Der Beitrag für den Blog Wattsupwiththat wird im Memo mit „ungefähr 90.000 Dollar“ und im Fundraising Plan 2012 mit 88.000 Dollar angegeben. Ich denke, kein vernünftiger Mensch wird zwischen beiden Angaben einen Widerspruch sehen.

Der besonders oft zitierte Kernsatz über das Projekt von David Wojick zur Erstellung eines Curriculums, daß die Wissenschaft zum Klimawandel als unsicher und umstritten dargestellt werden soll, wird auf Seite 18 des Fundraising Plan 2012 erläutert. Dort findet man detaillierter, was im Memo steht:

„Dr. Wojick schlägt vor, mit “Modulen” für die 10. bis 12. Klasse zu beginnen über den Klimawandel (“ob Menschen das Klima verändern ist eine wesentliche Streitfrage der Wissenschaft”), Klimamodelle (“Modelle werden benutzt, um verschiedene Hypothesen darüber zu erkunden, wie das Klima funktioniert. Ihre Zuverlässigkeit ist umstritten.“) und Luftverschmutzung (“Ob CO2 ein Schadstoff ist, ist umstritten. Es ist der globale Nahrungslieferant und natürliche emissionen sind 20 Mal höher als vom Menschen verursachte.“).

Die Erläuterungen werden von der Formulierung im Memo wiedergegeben, wobei der Nebensatz „zwei Kernpunkte, um Lehrer davon abzubringen, Naturwissenschaften zu lehren.“, vermutlich so gemeint war, daß Lehrer davon abgebracht werden sollen, die Wissenschaft vom Klimawandel in der Standardform zu lehren. David Wojick hat selbst die Pläne für ein solches Projekt bestätigt.

────────────────────

» Arbeitsanweisungen
a - Gib aus dem Text zum Memo alles von „Die Erläuterungen werden“ bis hinunter zu „solches Projekt bestätigt.“ wortgetreu aus.
b - Beantworte anhand des Textes zum Memo:
(i) Welcher Betrag wird im Fundraising Plan 2012 für den Beitrag an den Blog Wattsupwiththat genannt?
(ii) Auf welcher Seite des Fundraising Plan 2012 wird der Kernsatz über das Projekt von David Wojick erläutert?
(iii) Für welche Klassenstufen sollen die ersten Module gedacht sein?
c - Schreibe den Text zum Memo im Anschluss an seinen letzten Satz weiter.

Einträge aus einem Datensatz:

────────────────────

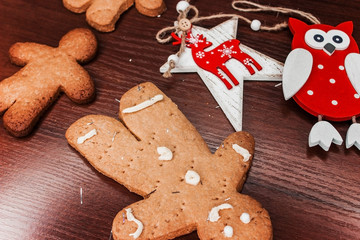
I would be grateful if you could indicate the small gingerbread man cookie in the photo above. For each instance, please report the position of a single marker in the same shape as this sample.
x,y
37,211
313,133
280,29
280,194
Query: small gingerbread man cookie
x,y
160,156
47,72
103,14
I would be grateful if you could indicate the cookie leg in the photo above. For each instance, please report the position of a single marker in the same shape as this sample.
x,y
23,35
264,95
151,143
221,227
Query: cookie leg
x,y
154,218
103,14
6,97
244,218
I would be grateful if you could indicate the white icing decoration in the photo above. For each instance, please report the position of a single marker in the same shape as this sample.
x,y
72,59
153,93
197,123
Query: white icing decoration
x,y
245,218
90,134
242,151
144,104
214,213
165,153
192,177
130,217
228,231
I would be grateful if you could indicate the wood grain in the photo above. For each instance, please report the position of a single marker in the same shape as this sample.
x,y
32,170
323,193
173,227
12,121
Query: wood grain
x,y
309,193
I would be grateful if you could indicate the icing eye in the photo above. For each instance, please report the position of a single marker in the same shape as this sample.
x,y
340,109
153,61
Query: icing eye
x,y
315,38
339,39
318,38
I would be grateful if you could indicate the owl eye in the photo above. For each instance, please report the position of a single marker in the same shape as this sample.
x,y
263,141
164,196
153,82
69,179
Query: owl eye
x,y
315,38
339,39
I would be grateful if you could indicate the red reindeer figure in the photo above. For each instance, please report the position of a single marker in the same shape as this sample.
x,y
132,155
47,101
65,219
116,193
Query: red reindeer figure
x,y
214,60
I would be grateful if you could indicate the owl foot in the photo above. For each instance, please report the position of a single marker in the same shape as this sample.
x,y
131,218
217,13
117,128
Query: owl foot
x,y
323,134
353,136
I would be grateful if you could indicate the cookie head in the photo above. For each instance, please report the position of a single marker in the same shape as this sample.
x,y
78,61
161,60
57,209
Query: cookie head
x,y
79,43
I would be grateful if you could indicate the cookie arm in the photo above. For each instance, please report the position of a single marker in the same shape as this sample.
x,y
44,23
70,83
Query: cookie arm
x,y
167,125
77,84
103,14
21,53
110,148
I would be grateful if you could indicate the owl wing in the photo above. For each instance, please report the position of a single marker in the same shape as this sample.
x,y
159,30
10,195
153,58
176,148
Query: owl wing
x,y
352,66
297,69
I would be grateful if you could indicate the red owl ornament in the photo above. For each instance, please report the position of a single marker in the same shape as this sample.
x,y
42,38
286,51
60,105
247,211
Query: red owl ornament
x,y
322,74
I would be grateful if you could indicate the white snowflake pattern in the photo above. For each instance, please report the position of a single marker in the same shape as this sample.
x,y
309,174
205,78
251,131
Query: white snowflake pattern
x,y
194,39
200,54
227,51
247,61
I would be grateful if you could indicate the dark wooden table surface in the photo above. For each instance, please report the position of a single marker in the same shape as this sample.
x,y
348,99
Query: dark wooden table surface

────────────────────

» Antworten je Aufgabe
a -
Die Erläuterungen werden von der Formulierung im Memo wiedergegeben, wobei der Nebensatz „zwei Kernpunkte, um Lehrer davon abzubringen, Naturwissenschaften zu lehren.“, vermutlich so gemeint war, daß Lehrer davon abgebracht werden sollen, die Wissenschaft vom Klimawandel in der Standardform zu lehren. David Wojick hat selbst die Pläne für ein solches Projekt bestätigt.

b -
(i) 88.000 Dollar
(ii) Seite 18
(iii) Für die 10. bis 12. Klasse

c -
Zweifel entzündeten sich auch an der Erwähnung einiger Namen im Memo. Peter Gleicks Beiträge bei Forbes wurden als Problem genannt – man wolle gegnerische Stimmen aus den freundlich gesonnenen Publikationen heraushalten, wo man selbst Beiträge bislang unterbringen konnte. Daß Gleick bei Forbes Beiträge zum Klimawandel veröffentlichen konnte, ist ebenso nachprüfbar wie daß Forbes üblicherweise eher die Leugner des Klimawandels in ihren Beiträgen unterstützt. Die Darstellung des Memo ist hier korrekt und die unterstellte Absicht, sich die ungeteilte Unterstützung eigener Medienkanäle offen zu halten, absolut plausibel. Andererseits erläutert das Memo auch, daß man Andrew Revkin vom Blog Dot Earth, der freiberuflich weiter für die New York Times schreibt, als „neutrale Stimme“ kultivieren wolle. Von Revkin selbst wird das als absurd dargestellt, doch tatsächlich fällt bei Revkin auf, daß er nicht etwa den Stand der Wissenschaft zum Ausgangspunkt seiner Beiträge macht, sondern die Auseinandersetzung mit Leugnern als Streit zweier Lager in der Wissenschaft wahrnimmt und Positionen von Personen wie Roger Pielke sr. und Roger Pielke jr. breiten Raum gibt. Auch sonst sind seine Beiträge nicht sehr wissenschaftsfreundlich. In der Berichterstattung zum Skandal beim Heartland Institute hatte er Gleicks Tat sehr heftig kritisiert, hingegen an den skandalösen Handlungen des Heartland Institute wenig auszusetzen gehabt. Auch die Charakterisierung des Blognetzwerkes um Wattsupwiththat als ein Instrument, um die eigenen Ansichten zu verbreiten und schnell auf unliebsame Stellungnahmen der Wissenschaft zu reagieren wird durch die tatsächlichen Handlungen der Leugnerblogs bestätigt. Wattsupwiththat hat sich geradezu zu einer inoffiziellen Verlautbarungsplattform für Stellungnahmen des Heartland Institute entwickelt. Das Memo ist auch in den Teilen, die sich nicht auf nachweisbare Haushaltszahlen und Projekte in den anderen Dokumenten beziehen, nachprüfbar korrekt.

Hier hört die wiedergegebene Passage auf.